What is expected -
Can you extract every line of the data below that contains the word "yellow", copying each one in full? Case counts.

Named object pointing data:

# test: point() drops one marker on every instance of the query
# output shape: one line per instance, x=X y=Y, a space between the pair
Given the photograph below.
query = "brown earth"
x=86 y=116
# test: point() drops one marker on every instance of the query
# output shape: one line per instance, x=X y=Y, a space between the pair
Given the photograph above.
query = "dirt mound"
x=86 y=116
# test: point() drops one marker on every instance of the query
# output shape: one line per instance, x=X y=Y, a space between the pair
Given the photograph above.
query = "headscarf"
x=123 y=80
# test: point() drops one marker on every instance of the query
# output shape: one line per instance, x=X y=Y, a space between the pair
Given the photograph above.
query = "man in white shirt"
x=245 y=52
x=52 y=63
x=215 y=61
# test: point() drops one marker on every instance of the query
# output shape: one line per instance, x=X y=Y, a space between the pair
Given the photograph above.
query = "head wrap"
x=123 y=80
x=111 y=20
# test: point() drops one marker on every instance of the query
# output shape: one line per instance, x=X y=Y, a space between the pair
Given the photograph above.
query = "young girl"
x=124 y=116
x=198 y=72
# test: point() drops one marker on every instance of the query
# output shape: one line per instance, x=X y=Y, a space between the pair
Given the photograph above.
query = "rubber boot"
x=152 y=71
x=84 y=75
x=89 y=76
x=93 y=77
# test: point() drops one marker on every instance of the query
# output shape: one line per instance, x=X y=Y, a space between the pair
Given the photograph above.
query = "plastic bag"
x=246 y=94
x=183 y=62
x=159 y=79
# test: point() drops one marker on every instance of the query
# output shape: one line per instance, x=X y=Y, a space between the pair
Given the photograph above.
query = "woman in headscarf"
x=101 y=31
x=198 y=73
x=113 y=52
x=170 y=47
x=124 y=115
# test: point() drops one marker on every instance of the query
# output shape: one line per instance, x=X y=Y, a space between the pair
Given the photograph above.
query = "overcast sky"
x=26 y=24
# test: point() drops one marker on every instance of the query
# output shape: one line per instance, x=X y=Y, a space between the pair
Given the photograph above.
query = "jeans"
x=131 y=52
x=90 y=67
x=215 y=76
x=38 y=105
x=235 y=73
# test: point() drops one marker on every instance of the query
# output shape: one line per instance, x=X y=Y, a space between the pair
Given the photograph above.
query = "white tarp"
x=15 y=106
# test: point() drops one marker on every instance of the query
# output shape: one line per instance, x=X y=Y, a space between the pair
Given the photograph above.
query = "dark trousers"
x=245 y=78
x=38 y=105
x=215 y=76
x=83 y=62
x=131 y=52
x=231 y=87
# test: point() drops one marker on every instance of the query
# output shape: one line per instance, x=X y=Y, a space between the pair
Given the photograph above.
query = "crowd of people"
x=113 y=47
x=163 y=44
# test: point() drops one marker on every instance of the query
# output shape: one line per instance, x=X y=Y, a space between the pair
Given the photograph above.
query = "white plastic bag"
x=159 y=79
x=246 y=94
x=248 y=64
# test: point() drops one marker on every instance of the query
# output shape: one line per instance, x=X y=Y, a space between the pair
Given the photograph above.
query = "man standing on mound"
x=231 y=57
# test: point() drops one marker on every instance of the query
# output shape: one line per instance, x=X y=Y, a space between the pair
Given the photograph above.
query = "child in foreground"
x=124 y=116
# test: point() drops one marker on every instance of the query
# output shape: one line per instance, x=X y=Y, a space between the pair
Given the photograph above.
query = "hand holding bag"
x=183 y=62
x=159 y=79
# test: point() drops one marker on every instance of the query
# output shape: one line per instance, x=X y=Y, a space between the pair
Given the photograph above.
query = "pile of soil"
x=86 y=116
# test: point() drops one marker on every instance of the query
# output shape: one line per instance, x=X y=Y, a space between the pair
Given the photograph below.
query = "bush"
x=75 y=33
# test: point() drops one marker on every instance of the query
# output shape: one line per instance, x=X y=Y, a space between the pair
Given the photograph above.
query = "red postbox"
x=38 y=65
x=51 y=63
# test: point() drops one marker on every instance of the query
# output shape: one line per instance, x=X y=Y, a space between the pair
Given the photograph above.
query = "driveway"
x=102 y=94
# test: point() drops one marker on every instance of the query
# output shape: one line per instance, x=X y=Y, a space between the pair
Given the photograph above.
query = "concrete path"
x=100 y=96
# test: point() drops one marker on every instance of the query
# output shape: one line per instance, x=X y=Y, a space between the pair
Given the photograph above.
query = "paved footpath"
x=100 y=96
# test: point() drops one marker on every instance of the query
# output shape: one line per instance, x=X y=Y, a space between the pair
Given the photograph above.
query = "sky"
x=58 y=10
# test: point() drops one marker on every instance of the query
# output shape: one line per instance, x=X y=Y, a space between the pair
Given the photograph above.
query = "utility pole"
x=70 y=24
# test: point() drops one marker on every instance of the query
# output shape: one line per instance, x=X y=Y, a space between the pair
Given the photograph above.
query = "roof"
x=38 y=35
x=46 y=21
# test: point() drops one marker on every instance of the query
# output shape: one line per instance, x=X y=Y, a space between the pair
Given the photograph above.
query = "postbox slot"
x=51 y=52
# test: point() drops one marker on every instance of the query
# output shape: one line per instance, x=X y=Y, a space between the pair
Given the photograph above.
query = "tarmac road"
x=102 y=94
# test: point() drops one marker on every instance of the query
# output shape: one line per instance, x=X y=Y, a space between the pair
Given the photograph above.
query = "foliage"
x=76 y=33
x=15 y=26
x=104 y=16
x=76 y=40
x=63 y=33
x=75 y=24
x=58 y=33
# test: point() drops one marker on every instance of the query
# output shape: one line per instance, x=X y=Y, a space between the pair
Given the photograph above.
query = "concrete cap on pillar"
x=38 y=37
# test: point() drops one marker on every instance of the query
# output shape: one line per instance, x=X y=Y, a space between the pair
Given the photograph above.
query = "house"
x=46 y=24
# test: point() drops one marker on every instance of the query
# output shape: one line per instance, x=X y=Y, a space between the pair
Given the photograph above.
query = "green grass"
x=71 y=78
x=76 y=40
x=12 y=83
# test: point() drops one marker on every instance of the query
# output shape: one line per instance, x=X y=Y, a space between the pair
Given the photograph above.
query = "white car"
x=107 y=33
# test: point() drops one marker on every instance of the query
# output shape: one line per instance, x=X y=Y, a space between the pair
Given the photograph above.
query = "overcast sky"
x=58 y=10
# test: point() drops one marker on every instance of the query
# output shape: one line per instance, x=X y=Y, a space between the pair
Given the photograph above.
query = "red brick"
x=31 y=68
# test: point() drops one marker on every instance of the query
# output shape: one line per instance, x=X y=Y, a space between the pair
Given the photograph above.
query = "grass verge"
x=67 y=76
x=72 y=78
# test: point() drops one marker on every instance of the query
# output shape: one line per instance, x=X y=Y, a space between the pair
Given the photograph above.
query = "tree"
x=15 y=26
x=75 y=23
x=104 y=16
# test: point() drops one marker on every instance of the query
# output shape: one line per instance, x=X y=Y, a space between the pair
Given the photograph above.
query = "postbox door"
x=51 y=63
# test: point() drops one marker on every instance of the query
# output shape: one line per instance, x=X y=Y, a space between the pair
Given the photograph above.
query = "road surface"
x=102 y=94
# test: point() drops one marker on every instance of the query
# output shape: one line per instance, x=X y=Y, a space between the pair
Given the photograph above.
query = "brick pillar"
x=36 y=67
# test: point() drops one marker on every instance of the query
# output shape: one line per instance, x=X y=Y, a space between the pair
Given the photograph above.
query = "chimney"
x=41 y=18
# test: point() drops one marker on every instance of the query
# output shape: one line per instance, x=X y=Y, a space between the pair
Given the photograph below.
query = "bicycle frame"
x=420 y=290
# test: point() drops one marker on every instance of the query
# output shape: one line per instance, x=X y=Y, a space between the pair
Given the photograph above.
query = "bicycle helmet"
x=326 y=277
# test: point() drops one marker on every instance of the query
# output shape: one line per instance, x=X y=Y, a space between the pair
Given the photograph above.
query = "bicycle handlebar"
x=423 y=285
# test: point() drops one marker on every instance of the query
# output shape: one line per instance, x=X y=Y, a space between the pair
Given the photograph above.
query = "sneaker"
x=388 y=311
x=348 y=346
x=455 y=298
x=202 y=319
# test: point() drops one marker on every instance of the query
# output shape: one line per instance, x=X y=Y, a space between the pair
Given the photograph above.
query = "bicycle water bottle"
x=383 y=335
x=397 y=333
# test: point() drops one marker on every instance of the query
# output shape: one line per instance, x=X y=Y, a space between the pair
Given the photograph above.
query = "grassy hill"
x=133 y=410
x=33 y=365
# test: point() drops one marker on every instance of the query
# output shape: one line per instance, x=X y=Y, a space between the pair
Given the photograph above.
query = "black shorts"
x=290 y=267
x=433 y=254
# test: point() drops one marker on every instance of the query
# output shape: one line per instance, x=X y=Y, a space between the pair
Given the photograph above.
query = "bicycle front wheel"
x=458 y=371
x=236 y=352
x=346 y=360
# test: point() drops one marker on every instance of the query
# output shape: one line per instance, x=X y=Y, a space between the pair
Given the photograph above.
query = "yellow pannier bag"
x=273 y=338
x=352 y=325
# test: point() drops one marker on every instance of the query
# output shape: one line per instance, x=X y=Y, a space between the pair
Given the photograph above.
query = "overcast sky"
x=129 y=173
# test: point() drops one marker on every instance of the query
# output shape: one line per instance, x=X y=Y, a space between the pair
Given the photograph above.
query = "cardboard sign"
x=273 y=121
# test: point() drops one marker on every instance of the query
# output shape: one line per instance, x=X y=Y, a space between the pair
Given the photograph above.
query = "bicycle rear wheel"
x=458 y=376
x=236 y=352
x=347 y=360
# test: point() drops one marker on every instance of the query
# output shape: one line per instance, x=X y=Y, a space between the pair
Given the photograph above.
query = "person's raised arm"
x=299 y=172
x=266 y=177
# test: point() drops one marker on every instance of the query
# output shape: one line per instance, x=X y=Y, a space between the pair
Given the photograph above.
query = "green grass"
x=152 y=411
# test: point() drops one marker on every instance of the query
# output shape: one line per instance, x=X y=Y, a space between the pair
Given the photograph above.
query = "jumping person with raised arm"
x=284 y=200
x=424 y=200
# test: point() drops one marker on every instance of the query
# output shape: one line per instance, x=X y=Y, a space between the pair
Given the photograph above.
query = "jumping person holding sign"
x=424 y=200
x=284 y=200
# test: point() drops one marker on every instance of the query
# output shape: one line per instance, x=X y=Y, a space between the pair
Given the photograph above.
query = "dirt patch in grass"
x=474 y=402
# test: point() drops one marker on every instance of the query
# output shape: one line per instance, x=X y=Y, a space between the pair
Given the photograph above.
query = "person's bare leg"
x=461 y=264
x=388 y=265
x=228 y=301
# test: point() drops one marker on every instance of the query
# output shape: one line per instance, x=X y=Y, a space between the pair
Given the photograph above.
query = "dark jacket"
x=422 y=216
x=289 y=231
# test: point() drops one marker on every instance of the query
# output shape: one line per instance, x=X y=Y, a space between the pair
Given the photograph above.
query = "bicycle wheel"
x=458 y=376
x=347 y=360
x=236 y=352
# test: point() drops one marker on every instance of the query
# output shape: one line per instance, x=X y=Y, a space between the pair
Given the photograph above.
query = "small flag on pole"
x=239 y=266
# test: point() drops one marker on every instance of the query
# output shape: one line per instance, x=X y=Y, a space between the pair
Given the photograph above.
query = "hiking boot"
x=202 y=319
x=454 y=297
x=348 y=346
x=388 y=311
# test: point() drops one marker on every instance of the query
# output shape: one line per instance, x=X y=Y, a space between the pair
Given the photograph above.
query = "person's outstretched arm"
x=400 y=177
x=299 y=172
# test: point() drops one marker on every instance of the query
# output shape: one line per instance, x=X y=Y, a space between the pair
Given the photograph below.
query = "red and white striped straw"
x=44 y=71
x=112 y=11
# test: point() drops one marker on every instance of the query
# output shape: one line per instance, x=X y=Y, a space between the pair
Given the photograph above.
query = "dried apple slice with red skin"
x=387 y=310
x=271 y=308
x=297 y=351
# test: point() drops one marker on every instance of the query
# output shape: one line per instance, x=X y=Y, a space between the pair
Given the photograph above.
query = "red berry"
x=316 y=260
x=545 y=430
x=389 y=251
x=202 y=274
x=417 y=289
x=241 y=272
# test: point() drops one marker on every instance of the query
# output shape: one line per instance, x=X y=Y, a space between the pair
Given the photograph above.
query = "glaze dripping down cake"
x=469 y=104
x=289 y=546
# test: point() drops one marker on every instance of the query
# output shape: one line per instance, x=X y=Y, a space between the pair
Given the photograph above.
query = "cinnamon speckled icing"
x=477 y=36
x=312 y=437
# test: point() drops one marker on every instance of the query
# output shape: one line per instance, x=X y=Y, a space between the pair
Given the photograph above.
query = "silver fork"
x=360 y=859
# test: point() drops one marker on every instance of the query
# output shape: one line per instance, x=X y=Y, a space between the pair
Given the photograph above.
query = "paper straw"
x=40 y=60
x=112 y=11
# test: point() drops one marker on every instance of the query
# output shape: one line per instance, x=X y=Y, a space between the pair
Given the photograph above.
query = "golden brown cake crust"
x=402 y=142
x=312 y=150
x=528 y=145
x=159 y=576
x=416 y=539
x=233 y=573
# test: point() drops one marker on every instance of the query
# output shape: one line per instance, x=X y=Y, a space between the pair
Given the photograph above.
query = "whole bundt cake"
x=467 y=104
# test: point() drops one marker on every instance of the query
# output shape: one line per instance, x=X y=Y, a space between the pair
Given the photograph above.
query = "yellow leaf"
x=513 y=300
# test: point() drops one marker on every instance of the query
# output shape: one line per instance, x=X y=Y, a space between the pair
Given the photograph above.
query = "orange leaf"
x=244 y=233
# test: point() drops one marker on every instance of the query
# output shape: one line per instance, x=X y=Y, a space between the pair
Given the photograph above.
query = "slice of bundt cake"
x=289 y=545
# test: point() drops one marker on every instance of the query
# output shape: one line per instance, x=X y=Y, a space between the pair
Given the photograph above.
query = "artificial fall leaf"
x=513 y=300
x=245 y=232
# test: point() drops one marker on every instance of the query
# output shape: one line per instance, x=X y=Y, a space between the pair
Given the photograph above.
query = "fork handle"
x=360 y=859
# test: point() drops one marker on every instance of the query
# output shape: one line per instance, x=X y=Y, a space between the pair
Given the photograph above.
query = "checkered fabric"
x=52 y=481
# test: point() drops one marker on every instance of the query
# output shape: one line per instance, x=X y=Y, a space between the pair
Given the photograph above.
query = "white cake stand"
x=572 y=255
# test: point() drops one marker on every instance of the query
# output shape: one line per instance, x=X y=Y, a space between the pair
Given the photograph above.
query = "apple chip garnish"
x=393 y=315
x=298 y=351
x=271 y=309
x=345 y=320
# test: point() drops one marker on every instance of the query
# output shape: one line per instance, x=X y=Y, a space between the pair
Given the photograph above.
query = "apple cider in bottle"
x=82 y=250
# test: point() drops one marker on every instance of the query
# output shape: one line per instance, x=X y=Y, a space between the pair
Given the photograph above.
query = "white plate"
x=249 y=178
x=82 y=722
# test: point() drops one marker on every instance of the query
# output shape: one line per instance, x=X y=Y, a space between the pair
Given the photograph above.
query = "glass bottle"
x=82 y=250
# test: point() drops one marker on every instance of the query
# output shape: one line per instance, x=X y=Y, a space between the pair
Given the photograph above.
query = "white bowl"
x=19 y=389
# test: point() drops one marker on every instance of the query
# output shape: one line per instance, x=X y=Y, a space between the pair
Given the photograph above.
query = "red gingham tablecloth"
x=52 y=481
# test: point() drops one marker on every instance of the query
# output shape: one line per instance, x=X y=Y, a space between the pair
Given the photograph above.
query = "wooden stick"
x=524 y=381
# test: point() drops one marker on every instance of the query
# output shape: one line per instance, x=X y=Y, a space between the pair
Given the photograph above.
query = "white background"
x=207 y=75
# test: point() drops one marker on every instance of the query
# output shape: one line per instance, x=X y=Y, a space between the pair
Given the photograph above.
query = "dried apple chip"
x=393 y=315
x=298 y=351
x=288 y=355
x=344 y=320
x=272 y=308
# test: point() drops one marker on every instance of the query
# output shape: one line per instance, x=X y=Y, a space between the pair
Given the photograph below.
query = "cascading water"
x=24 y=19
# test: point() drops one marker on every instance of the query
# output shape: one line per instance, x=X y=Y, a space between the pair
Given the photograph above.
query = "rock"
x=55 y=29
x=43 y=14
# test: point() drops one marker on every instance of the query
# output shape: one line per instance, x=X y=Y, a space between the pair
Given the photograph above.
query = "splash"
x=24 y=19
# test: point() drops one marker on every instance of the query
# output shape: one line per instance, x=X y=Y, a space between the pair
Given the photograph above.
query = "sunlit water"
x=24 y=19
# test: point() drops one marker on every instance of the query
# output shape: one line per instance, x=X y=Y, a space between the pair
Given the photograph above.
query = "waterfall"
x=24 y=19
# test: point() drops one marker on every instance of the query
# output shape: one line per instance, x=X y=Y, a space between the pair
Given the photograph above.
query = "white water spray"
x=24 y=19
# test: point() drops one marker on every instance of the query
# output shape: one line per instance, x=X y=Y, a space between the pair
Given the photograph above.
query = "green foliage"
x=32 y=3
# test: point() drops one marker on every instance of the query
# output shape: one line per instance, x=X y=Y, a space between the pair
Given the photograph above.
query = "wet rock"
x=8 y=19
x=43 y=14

Solution to the problem -
query = "yellow pannier bag"
query = "yellow leaf"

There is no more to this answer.